Exercise goal:
Pull every line from the records below and reproduce each one unchanged.
----- Supplied data
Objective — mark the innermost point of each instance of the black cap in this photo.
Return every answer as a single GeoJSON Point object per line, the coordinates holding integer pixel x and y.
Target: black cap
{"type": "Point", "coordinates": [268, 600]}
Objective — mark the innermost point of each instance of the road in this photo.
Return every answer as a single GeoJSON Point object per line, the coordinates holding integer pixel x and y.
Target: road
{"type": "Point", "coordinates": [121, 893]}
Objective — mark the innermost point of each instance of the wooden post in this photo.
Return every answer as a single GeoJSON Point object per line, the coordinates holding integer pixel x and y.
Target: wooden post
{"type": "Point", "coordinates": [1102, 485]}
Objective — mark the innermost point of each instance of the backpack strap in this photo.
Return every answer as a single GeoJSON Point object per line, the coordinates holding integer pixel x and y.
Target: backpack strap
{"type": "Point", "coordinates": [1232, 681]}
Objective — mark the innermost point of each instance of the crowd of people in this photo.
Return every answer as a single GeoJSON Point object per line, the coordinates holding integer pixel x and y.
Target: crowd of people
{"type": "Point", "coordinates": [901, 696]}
----------
Complete output:
Objective — mark the innermost point of each instance of the black cap in this photo.
Return every answer as a single GeoJSON Point object per line, the coordinates holding integer pixel x and y.
Target: black cap
{"type": "Point", "coordinates": [268, 600]}
Objective — mark the innermost point of each instance of the road in this photo.
Return every answer as a single GeoJSON Point object per line, the coordinates holding integer pixel x and y.
Target: road
{"type": "Point", "coordinates": [121, 893]}
Objective — mark the innermost point of each instance of the wooden post in this photo.
Return every answer as a single GeoJSON Point object per line, the coordinates holding integer pixel x and y.
Target: wooden post
{"type": "Point", "coordinates": [1102, 485]}
Objective — mark the innermost point of each instance of the backpack strap in this photo.
Return every answer as a single GeoJSON Point object per line, the coordinates holding integer pixel x and y.
Target: backpack strap
{"type": "Point", "coordinates": [1232, 681]}
Objective — mark the innermost point of each instance of the crowd of people in this photo.
Return every answer as a single GeoJSON Point object per line, the coordinates holding integer pixel x and y.
Target: crowd of people
{"type": "Point", "coordinates": [901, 696]}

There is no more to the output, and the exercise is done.